■ Task brief
Rewrite the lines below so that "evaluation set" becomes "test set", with everything else left as it is. Leave the pictures out of your answer.
==*==
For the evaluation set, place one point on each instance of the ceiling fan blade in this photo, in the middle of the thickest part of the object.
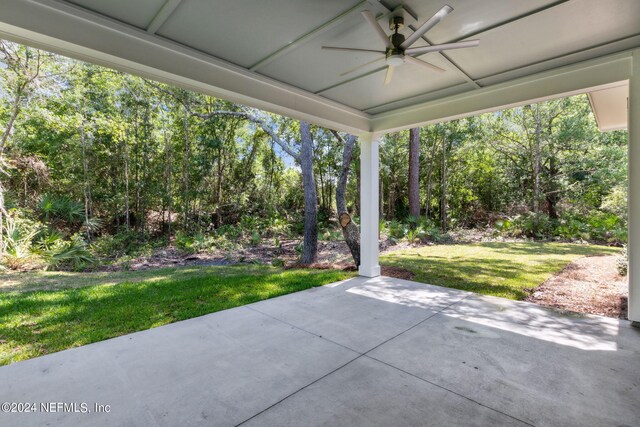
(374, 23)
(352, 49)
(389, 76)
(431, 22)
(441, 47)
(351, 70)
(431, 67)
==*==
■ The answer
For the test set, place one point on each instance of the ceiling fan blade in this photo, in the middle of the thickest part of the object.
(374, 23)
(352, 49)
(389, 76)
(431, 22)
(441, 47)
(351, 70)
(431, 67)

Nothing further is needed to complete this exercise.